TASK OBJECTIVE:
For the entries that follow, produce an exact copy with no pictures in it.

Collected data entries:
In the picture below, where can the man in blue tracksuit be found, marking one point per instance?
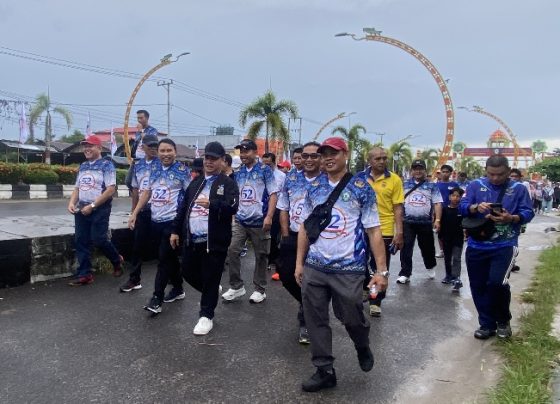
(490, 261)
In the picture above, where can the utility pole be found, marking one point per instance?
(166, 84)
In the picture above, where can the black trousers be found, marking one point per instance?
(142, 245)
(203, 271)
(425, 235)
(274, 238)
(286, 269)
(381, 295)
(168, 260)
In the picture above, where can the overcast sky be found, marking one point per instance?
(502, 55)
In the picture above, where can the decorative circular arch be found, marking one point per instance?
(374, 35)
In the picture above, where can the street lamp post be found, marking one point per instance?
(166, 60)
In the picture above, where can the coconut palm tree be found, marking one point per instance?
(400, 156)
(43, 106)
(266, 111)
(352, 136)
(430, 156)
(470, 166)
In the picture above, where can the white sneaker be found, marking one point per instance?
(257, 297)
(403, 279)
(232, 294)
(203, 326)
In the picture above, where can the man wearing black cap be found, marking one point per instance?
(143, 242)
(203, 222)
(445, 186)
(257, 204)
(422, 200)
(90, 203)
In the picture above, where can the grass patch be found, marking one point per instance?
(531, 354)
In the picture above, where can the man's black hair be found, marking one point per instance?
(497, 160)
(143, 111)
(516, 171)
(168, 141)
(270, 156)
(459, 190)
(313, 143)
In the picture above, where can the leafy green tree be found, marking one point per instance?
(269, 113)
(399, 157)
(430, 156)
(549, 167)
(470, 166)
(43, 106)
(77, 136)
(352, 137)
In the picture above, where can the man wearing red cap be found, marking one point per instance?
(331, 260)
(90, 203)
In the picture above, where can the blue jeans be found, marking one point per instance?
(93, 229)
(487, 271)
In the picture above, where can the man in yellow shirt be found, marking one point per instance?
(389, 193)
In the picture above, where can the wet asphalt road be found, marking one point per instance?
(48, 207)
(92, 344)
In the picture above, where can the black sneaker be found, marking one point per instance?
(365, 357)
(504, 331)
(154, 306)
(484, 333)
(174, 294)
(130, 286)
(303, 337)
(457, 285)
(320, 380)
(448, 280)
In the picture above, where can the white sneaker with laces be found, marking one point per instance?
(232, 294)
(257, 297)
(403, 279)
(203, 326)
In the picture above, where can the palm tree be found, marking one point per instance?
(266, 111)
(352, 135)
(470, 166)
(400, 156)
(430, 156)
(43, 105)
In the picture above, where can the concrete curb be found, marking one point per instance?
(42, 191)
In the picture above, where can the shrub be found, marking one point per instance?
(40, 176)
(11, 173)
(67, 174)
(121, 176)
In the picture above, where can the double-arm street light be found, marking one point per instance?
(166, 60)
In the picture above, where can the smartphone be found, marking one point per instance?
(496, 208)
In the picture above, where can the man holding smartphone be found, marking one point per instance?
(388, 189)
(508, 205)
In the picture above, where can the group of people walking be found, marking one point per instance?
(335, 232)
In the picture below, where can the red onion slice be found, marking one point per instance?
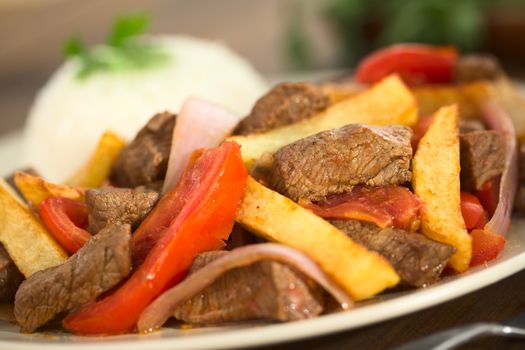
(200, 124)
(156, 314)
(497, 119)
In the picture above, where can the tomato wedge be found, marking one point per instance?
(65, 219)
(472, 211)
(170, 205)
(486, 246)
(205, 219)
(385, 206)
(416, 64)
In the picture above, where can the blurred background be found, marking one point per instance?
(278, 37)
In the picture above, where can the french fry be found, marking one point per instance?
(387, 102)
(23, 236)
(338, 92)
(436, 181)
(468, 97)
(360, 272)
(35, 189)
(97, 169)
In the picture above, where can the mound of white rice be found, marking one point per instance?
(69, 115)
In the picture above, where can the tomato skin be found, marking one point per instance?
(486, 246)
(203, 223)
(167, 209)
(385, 206)
(416, 64)
(65, 219)
(472, 211)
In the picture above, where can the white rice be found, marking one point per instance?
(69, 115)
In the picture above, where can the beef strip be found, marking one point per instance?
(118, 206)
(10, 277)
(284, 104)
(477, 67)
(418, 260)
(334, 161)
(263, 290)
(482, 158)
(98, 266)
(144, 161)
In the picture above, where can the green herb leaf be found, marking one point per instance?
(127, 27)
(124, 49)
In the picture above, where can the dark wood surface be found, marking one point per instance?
(24, 35)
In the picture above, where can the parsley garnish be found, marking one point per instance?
(125, 49)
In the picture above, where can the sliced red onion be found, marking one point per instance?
(497, 119)
(200, 124)
(155, 315)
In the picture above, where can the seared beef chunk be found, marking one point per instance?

YOUR SOLUTION:
In the picture below, where can the man in blue tracksuit be found, marking one point per instance?
(490, 261)
In the picture above, where can the utility pole be found, marking one point per instance?
(166, 84)
In the picture above, where can the black trousers be found, marking one point per instance?
(142, 245)
(203, 271)
(425, 235)
(274, 238)
(286, 269)
(381, 295)
(168, 260)
In the picture above, where can the overcast sky be found, marking one point per instance?
(502, 55)
In the picture above, where can the decorative circular arch be found, marking one point per instance?
(374, 35)
In the picture above, where can the street lamp post be found, marking one point per instance?
(166, 60)
In the picture above, where can the coconut palm tree be found, marking one point per instance?
(400, 156)
(43, 106)
(266, 111)
(352, 136)
(430, 156)
(470, 166)
In the picture above, where can the white sneaker be found, marking one point per instance?
(257, 297)
(403, 279)
(232, 294)
(203, 326)
In the picture above, where can the man wearing black cap be found, marking one point per instance?
(143, 242)
(203, 222)
(445, 186)
(257, 204)
(422, 200)
(90, 203)
In the picture above, where can the grass patch be found, marking one point per instance?
(531, 354)
In the picture above, where can the man's black hair be found, marking one point per instance?
(497, 160)
(143, 111)
(516, 171)
(168, 141)
(270, 156)
(459, 190)
(313, 143)
In the picture above, where can the leafy green tree be found, marking one point per instance?
(269, 113)
(399, 157)
(430, 156)
(549, 167)
(470, 166)
(43, 106)
(77, 136)
(352, 137)
In the picture above, where can the man wearing red cap be found, marking one point per instance?
(331, 260)
(90, 203)
In the picture above, where can the blue jeans be found, marking one point per instance?
(93, 229)
(487, 271)
In the picture above, where can the man in yellow shirt be found, marking one point per instance?
(389, 193)
In the picture above, where can the wet asphalt road be found, marking one point per instance?
(48, 207)
(92, 344)
In the picture above, where can the black sneaker be found, marking one point per instance?
(365, 357)
(504, 331)
(154, 306)
(484, 333)
(174, 294)
(130, 286)
(303, 337)
(457, 285)
(320, 380)
(448, 280)
In the picture above, where can the white sneaker with laces be found, marking one point per instance?
(232, 294)
(257, 297)
(403, 279)
(203, 326)
In the picture above, where can the palm tree be found, marking one point per instance?
(266, 111)
(352, 135)
(470, 166)
(400, 156)
(430, 156)
(43, 105)
In the picture above, where can the concrete curb be found, marking one point per instance?
(42, 191)
In the picture above, where can the shrub be found, marking one point per instance?
(40, 176)
(11, 173)
(67, 174)
(121, 176)
In the picture above, where can the double-arm street light be found, marking one point per instance?
(166, 60)
In the picture above, where can the smartphone be found, marking one point per instance?
(496, 208)
In the picture above, where can the man holding smartphone be found, marking one point per instance?
(388, 189)
(508, 205)
In the picture above, where can the group of people walking be found, marking one point per instance?
(335, 232)
In the picture below, where can the red onion slice be found, marking one point per instance?
(200, 124)
(156, 314)
(497, 119)
In the picture above, where can the tomato wedge be found, marking one point per instance?
(65, 219)
(472, 211)
(170, 205)
(486, 246)
(205, 219)
(385, 206)
(416, 64)
In the picture above, where can the blurred background be found, marking one point per instance?
(278, 37)
In the picture above, where can the french fry be found, marking one point per instance?
(387, 102)
(23, 236)
(338, 92)
(436, 181)
(468, 97)
(360, 272)
(35, 189)
(97, 169)
In the picture above, where can the mound of white rice be found, marking one point per instance?
(69, 115)
In the picture above, where can the tomato skin be found, marking one point per instance?
(486, 246)
(203, 223)
(167, 209)
(385, 206)
(416, 64)
(65, 219)
(472, 211)
In the picture above, where can the white rice be found, marking one point per instance?
(69, 115)
In the picture above, where can the beef strip be found, marking one point per instance?
(118, 206)
(10, 277)
(284, 104)
(477, 67)
(418, 260)
(334, 161)
(263, 290)
(482, 158)
(98, 266)
(144, 161)
In the picture above, where can the green herb leaf be found, marking one point per instance?
(127, 27)
(124, 49)
In the picture above, where can the dark wood surface be found, marking one point per instance?
(24, 35)
In the picture above, where can the parsley garnish be found, marking one point per instance?
(125, 49)
In the picture above, where can the sliced red onion be found, marking one point per instance?
(497, 119)
(200, 124)
(155, 315)
In the picture above, where can the seared beef chunk be found, marking one point per instance?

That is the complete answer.